→ TEXT EXCERPT
◇ ◇ ◇ ◇ ◇
At a book reading, Kent Jones suggested that the problem with contemporary film criticism is that critics are afraid of finding faults in a good movie or accomplishments in a bad movie. Jones' writing is certainly an attempt to remedy these tendencies, though they are not always successful. Sometimes Jones' noble aspiration to show both the "positive" and "negative" comes across as indecisive, as though he's afraid of committing to one viewpoint, or perhaps that he feels every film to be flawed even at the most minute level, and that to admit such flaws is to be more honest about what is seen on screen. Each of these viewpoints could be used to describe various pieces by Jones: his article on John Carpenter asks us to "forget" a wealth of inadequacies in order to appreciate the finer moments of his work; yet in his pieces on Jack Arnold and Allan Dwan he strikes the necessary balance between "pros" and "cons," as each of his observations is rooted in an uncanny insight into films of the period as well as their production methods.
◇ ◇ ◇ ◇ ◇
Records
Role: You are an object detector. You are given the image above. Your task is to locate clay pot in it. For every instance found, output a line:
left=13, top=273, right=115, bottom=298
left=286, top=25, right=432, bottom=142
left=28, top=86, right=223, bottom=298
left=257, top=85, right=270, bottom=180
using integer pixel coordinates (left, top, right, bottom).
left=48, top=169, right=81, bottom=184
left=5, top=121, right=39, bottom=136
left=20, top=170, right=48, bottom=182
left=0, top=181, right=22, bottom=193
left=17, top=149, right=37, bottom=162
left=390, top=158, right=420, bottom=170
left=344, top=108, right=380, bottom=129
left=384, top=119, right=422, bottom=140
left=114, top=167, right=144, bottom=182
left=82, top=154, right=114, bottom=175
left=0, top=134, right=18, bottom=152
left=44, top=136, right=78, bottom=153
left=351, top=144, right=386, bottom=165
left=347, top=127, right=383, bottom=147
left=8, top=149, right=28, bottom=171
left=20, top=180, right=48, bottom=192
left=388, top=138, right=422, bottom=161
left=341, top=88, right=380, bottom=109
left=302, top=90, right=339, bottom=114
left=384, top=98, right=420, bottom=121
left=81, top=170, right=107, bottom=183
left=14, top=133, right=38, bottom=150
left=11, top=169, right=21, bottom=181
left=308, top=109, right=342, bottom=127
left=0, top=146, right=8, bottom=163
◇ ◇ ◇ ◇ ◇
→ WRITTEN INSTRUCTION 1
Answer these questions about the text on Kent Jones's film criticism:
(a) At what kind of event did Kent Jones suggest what the problem with contemporary film criticism is?
(b) What does Jones's article on John Carpenter ask readers to "forget"?
(c) In his pieces on which two filmmakers does Jones strike the necessary balance between "pros" and "cons"?
→ WRITTEN INSTRUCTION 2
Carry on the text on Kent Jones's film criticism from its final sentence.
The rows aren't needed for anything here.

→ OUTPUT 1
(a) At a book reading.
(b) A wealth of inadequacies, in order to appreciate the finer moments of Carpenter's work.
(c) Jack Arnold and Allan Dwan.

→ OUTPUT 2
I love Jones as a critic, his even handed yet personal analysis of film really speaks to me. He is the kind of critic who tells the reader a lot about himself merely by talking the ways in which art moves him. This collection provides a nice mixture of essays on individual films, the entire work of specific directors, and general cultural movements as evidenced by the types of films we view.
This is a selection of essays from roughly 1995-2005 -- "The Tarantino Decade" as Jones calls it -- written with effete style and academic rigor. Jones has a dizzying amount of cinematic knowledge, so it's especially great when he praises corny masterpieces like John Carpenter's "They Live" or John Millius'"Big Wednesday." Lots of fun.